* [Document excerpt]:
You’ll find a visual recipe walkthrough below with ingredient and substitution notes. And if you’re feelin’ confident, there’s a printable recipe card at the bottom of the post. Just bounce back up to the post if you have a question. I bet I’ve answered it!
Cook ground chicken with taco seasoning.
The recipe calls for the same homemade taco seasoning I used for my Ninja Foodi ground beef and rice casserole. And like I mentioned in that recipe, you can definitely get away with substituting the dry spices for a packet of taco seasoning. No judgement here!
And this is a good point to say you could certainly use ground beef or ground turkey in place of the chicken if you wanted.
Add enchilada sauce and lime juice to the cooked ground chicken.
Like the ground beef and rice casserole, the lime juice is still incorporated. But enchilada sauce takes the place of tomato paste like I mentioned in the substitution notes.

* [Information given]:

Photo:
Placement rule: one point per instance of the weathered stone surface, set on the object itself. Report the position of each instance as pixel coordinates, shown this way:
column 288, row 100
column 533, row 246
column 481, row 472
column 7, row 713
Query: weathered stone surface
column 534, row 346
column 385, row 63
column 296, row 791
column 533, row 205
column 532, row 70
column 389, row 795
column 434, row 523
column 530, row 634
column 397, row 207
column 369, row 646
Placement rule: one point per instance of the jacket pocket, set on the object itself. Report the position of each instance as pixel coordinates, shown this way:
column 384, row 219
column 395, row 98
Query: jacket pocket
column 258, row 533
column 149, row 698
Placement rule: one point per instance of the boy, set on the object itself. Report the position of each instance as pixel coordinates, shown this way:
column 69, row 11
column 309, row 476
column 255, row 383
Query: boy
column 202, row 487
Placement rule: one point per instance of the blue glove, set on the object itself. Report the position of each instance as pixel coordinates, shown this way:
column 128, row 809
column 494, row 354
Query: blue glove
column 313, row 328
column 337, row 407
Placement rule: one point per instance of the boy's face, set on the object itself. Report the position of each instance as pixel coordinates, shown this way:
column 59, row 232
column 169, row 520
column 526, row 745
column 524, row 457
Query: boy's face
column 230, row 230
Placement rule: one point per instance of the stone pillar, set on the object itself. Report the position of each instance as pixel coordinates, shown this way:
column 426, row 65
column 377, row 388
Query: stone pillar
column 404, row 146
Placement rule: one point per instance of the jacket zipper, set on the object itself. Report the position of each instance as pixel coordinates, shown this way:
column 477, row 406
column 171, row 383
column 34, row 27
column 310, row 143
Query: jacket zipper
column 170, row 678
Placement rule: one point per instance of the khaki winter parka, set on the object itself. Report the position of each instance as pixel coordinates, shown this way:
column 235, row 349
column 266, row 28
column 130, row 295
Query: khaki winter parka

* [Goal A]:
In the ground chicken recipe excerpt, what takes the place of tomato paste?
* [Goal B]:
Write the next part of the ground chicken recipe excerpt, picking up after its final sentence.
The records are separate material, unrelated to the ground chicken recipe excerpt.

* [Exercise result A]:
Enchilada sauce takes the place of tomato paste.

* [Exercise result B]:
Using enchilada sauce here makes the math work out perfectly so you’re not left with a nearly empty bottle of enchilada sauce. I used the same Trader Joe’s enchilada sauce I used for my baked beef tacos and baked taquitos. For comparing other sauces, 1/4 cup of the TJ’s sauce has 30 calories.
If you don’t have limes handy, the recipe will work without the lime juice.
Add chicken broth and your choice of rice.
You could use instant rice in place of the Right Rice if that’s all you have on hand. You’ll want to go with equal amounts of dry rice—1 1/3 cup. There’s also the option of skipping the broth and using pre-cooked rice or cauliflower rice (or both) like in my Tex-Mex ground beef and rice skillet.
Cook for 6-8 minutes, stirring occasionally.
Stir every now and then to avoid burning. If you experience sticking/burning before the rice has finished cooking, reduce the heat to low.
It’s also worth mentioning that if you use a different type of rice, cook time may vary slightly.
Assemble the enchiladas and bake for 25-35 minutes in a 350ºF oven.
Coat the bottom of a baking dish with 1/2 cup of enchilada sauce, fill the tortillas, pour the remaining ground chicken and rice over the top, pour over the remaining enchilada sauce, and top with shredded cheese. That’s it!
I used a 1/4 cup measuring cup to fill eight 6″ tortillas. As you can see from the photos above, I went the partially filled, partially smothered enchiladas route. You’d be surprised how everything holds together in the finished product.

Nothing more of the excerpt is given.